▸ What the task requires: How many lines in the records below contain the word "query"? Answer with the number and nothing else.

▸ Information:
○ ○ ○ ○ ○ ○ ○
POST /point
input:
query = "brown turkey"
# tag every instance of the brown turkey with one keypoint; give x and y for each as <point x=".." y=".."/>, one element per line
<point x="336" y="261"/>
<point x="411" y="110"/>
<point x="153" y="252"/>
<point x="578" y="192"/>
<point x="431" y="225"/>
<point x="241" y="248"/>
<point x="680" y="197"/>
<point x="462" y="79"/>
○ ○ ○ ○ ○ ○ ○
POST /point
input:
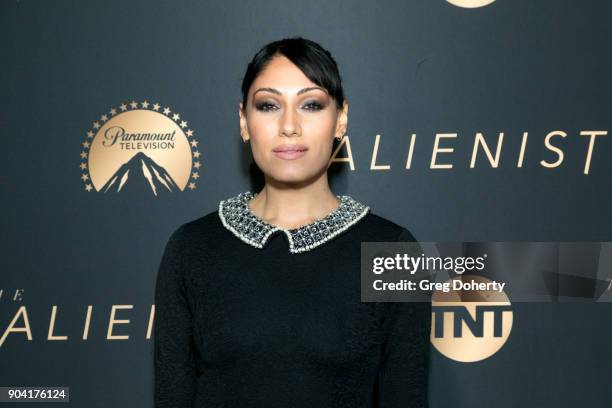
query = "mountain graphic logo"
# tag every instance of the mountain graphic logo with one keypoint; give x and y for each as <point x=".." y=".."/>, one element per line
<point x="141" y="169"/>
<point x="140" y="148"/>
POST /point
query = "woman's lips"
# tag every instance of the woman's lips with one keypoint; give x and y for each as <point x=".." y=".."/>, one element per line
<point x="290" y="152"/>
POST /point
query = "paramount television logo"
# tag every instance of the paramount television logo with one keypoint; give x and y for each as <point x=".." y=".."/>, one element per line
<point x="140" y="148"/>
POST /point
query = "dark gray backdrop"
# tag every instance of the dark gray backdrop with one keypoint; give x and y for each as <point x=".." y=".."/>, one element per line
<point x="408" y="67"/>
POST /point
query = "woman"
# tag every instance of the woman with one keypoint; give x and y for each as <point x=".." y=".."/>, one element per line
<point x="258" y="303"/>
○ ○ ○ ○ ○ ○ ○
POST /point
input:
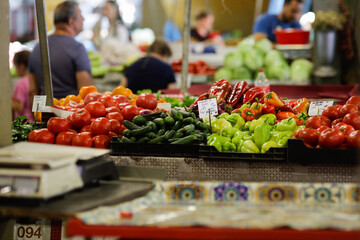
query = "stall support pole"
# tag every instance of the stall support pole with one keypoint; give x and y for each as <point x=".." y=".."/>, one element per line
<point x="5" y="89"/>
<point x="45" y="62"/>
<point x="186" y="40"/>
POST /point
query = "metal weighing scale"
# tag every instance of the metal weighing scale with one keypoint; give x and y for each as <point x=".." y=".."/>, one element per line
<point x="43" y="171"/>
○ ○ ○ ○ ○ ○ ○
▸ Task solution: 8